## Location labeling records
□ □ □ □ □ □ □
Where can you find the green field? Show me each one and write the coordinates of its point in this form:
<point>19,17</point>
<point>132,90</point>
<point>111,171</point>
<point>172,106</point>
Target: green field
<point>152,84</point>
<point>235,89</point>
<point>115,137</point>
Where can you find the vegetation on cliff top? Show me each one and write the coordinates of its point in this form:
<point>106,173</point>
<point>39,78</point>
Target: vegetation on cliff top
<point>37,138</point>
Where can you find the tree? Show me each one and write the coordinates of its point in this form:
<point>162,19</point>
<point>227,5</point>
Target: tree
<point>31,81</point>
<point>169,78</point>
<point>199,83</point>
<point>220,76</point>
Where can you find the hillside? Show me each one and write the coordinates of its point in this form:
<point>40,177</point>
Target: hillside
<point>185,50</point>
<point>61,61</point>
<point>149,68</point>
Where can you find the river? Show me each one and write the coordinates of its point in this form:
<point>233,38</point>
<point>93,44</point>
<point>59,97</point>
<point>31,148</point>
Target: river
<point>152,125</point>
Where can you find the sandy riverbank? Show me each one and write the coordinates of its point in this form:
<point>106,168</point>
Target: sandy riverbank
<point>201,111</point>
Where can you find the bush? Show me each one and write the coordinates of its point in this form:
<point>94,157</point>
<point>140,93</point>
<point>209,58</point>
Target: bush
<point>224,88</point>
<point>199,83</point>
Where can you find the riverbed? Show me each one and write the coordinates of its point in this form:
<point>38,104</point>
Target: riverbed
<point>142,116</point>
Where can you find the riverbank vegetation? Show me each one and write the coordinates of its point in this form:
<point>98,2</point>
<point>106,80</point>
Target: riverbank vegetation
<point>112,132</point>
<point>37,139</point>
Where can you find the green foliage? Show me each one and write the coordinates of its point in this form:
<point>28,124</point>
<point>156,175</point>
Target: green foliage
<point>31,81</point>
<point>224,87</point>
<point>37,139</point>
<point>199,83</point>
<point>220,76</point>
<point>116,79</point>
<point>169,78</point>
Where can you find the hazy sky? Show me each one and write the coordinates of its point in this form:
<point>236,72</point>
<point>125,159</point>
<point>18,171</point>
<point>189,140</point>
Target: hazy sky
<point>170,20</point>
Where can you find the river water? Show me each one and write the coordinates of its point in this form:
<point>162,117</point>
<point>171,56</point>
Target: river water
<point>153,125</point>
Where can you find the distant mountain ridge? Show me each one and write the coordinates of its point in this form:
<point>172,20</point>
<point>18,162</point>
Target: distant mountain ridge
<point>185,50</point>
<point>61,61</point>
□ □ □ □ □ □ □
## Given instruction
Repeat every record exactly as written, please.

## Task response
Where can you find the green field? Show me each one and write the coordinates of its point in this form:
<point>19,17</point>
<point>132,90</point>
<point>111,171</point>
<point>172,106</point>
Target: green field
<point>152,84</point>
<point>235,89</point>
<point>115,137</point>
Where can you find the vegetation on cliff top? Show me each one and write the coordinates of its point in this form:
<point>106,173</point>
<point>39,78</point>
Target: vegetation on cliff top
<point>37,138</point>
Where can you find the tree? Show me each one and write the coordinates of its point in this form:
<point>162,19</point>
<point>227,5</point>
Target: tree
<point>31,81</point>
<point>169,78</point>
<point>199,83</point>
<point>220,76</point>
Where can you find the hillside? Show me each one and write the coordinates of its point in this form:
<point>40,177</point>
Target: hillside
<point>185,50</point>
<point>61,61</point>
<point>149,68</point>
Where can you find the river? Show me each one and write the coordinates of its point in this form:
<point>233,38</point>
<point>93,44</point>
<point>59,97</point>
<point>31,148</point>
Target: river
<point>152,125</point>
Where can you find the sandy riverbank? Show me each one and write the coordinates of its point in this form:
<point>106,168</point>
Target: sandy riverbank
<point>201,111</point>
Where can you find the bush? Show me each one and write the coordinates of its point in this form:
<point>94,157</point>
<point>140,93</point>
<point>209,58</point>
Target: bush
<point>224,88</point>
<point>199,83</point>
Where can you find the riverbed? Show me each one and write the coordinates of its point in this form:
<point>38,104</point>
Target: riverbed
<point>142,116</point>
Where can you find the riverbank vegetation? Show me each one and write the coordinates of its point in this form:
<point>98,2</point>
<point>106,80</point>
Target: riverbank vegetation
<point>112,132</point>
<point>37,139</point>
Where can you find the green foliage? Show me each one and write the coordinates of its point in this form:
<point>28,124</point>
<point>156,175</point>
Target: green foliage
<point>31,81</point>
<point>224,87</point>
<point>37,139</point>
<point>199,83</point>
<point>220,76</point>
<point>116,79</point>
<point>169,78</point>
Where can you find the hazy sky? Show me each one and write the coordinates of its point in this form:
<point>236,72</point>
<point>125,159</point>
<point>18,171</point>
<point>189,140</point>
Target: hazy sky
<point>170,20</point>
Where can you find the river water? Show me each one and write the coordinates of its point in this form:
<point>162,117</point>
<point>171,56</point>
Target: river water
<point>153,125</point>
Where can you find the distant mountain ridge? Show me each one and write the coordinates of its point in this form:
<point>172,20</point>
<point>18,162</point>
Target: distant mountain ridge
<point>185,50</point>
<point>61,61</point>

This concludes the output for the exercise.